Exercise materials.
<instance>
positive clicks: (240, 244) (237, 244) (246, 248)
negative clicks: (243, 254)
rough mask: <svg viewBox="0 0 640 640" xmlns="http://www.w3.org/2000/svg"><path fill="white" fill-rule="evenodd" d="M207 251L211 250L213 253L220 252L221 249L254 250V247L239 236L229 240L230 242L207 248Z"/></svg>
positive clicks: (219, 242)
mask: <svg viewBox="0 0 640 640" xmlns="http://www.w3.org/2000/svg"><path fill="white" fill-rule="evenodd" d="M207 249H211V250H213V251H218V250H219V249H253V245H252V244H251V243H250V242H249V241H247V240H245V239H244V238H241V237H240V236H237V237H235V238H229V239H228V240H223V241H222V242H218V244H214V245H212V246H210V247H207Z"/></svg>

Activity.
Repeat all of the data exactly as given.

Output of the task.
<instance>
positive clicks: (240, 244) (237, 244) (246, 248)
negative clicks: (243, 254)
rough mask: <svg viewBox="0 0 640 640" xmlns="http://www.w3.org/2000/svg"><path fill="white" fill-rule="evenodd" d="M207 251L211 250L213 253L220 252L221 249L254 250V247L239 236L229 240L230 242L207 248Z"/></svg>
positive clicks: (219, 242)
mask: <svg viewBox="0 0 640 640" xmlns="http://www.w3.org/2000/svg"><path fill="white" fill-rule="evenodd" d="M207 249H211V250H213V251H218V250H219V249H253V245H252V244H251V243H250V242H249V241H247V240H245V239H244V238H241V237H240V236H237V237H235V238H229V239H228V240H223V241H222V242H218V244H214V245H212V246H210V247H207Z"/></svg>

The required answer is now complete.